• [TEXT TO READ]
BEGIN
For example, I rebuilt the rotted redwood rear steps to the historic Agee House in the back of Manoa Valley for free. (Sadly, this wonderful building burned down a few years later.)

In business, the word “hustle” has the negative connotation of high pressure sales or a scam. In sports, it has a positive connotation of devoting more energy and effort as a means of compensating for lower skills or physical size. Step Three requires hustle: when you don’t have any advantages of capital, connections or skills, you have to acquire those by hustle and initiative.

Step Four: apply for obscure, small-sum scholarships. $500 may not sound like a lot, but it means competition will be lower and if you get it, that’s $500 you don’t have to earn. As you build your networks in the community, put the word out you’re looking for small scholarships for next semester’s tuition. In general, people tend to respond more positively to helping you with a specific goal rather than an open-ended or undefined goal such as “I need money for college.”

Step Five: work productively and ambitiously, i.e. work a lot but work smart. It never occurred to me that working 25+ hours a week and taking a full load of classes (4-5 classes and 15+ credits a semester) was something to bemoan–I was having a great time, and earned a 3.5 grade point average and my B.A. in four years.

60-hour work weeks should be considered the minimum effort necessary–but only if those hours are 100% productive work, not hours interrupted with games, phone calls, goofing off, etc. Those 60 hours are flat-out, power-out-the-work hours, not hours diluted by half-effort, distractions, etc.

Step Six: learn to do things yourself that cost money, such as maintaining your car. It’s not that hard to change the oil and other basics of maintenance.

If you push yourself and maintain a disciplined life, huge amounts of work can be ground through in a few hours. This is as true of digging a ditch as it is of plowing through texts and writing papers.

Tuition at the state university I attended (the University of Hawaii at Manoa) has risen enormously in the decades since I worked my way through college (roughly $9,000 a year now), but it’s still possible to work one’s way through if the student pursues all six steps assiduously and with perseverance and hustle and secures full-time work in summers.

One reason I did not bemoan working long hours and practicing extreme frugality was that this was still the default setting in a few dwindling enclaves of our culture and economy. The idea that you could borrow money for everything you wanted had not yet conquered the culture and economy: thrift in service of big goals was still a cultural norm.

In other words, what I did wasn’t heroic or unusual; it was the norm.

I should mention that my university years overlapped with the deepest recession (at that time) since the Great Depression: 1973-74. Work was hard to come by, gasoline skyrocketed in price, and inflation started to outpace wages, especially in the low-wage jobs typically available to college students.

It was not a cakewalk by any means.
END
• [EXERCISES TO COMPLETE]
A. In the text on working through college, what grade point average did the writer earn?
B. Print, word for word, everything in the text on working through college from "If you push" down to "work in summers.".

• [DATASET CONTENT]
BEGIN
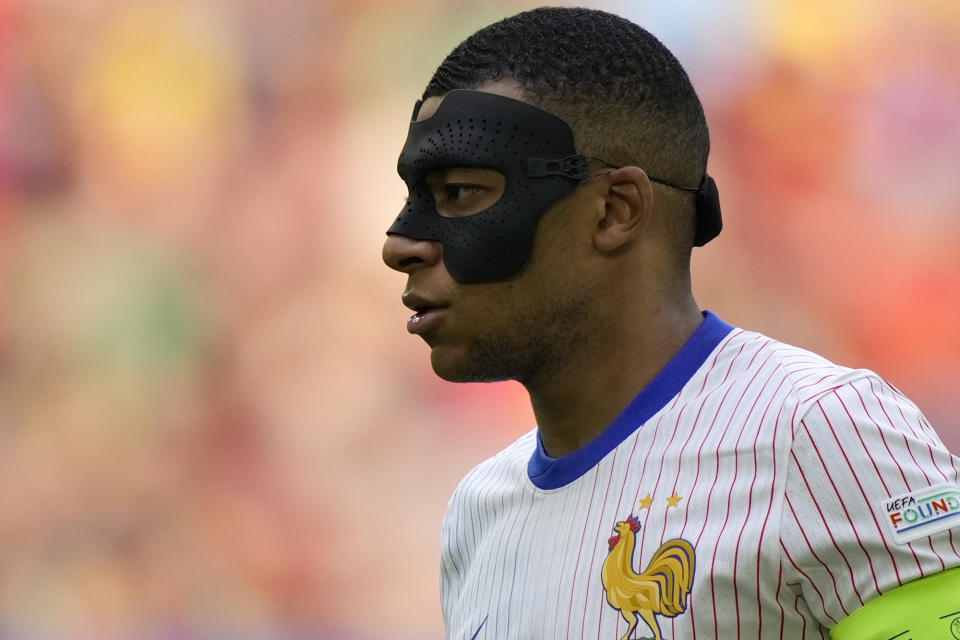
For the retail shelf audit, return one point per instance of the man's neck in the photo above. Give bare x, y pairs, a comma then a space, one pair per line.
576, 404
END
• [RESPONSES]
A. A 3.5 grade point average.

B.
If you push yourself and maintain a disciplined life, huge amounts of work can be ground through in a few hours. This is as true of digging a ditch as it is of plowing through texts and writing papers.

Tuition at the state university I attended (the University of Hawaii at Manoa) has risen enormously in the decades since I worked my way through college (roughly $9,000 a year now), but it’s still possible to work one’s way through if the student pursues all six steps assiduously and with perseverance and hustle and secures full-time work in summers.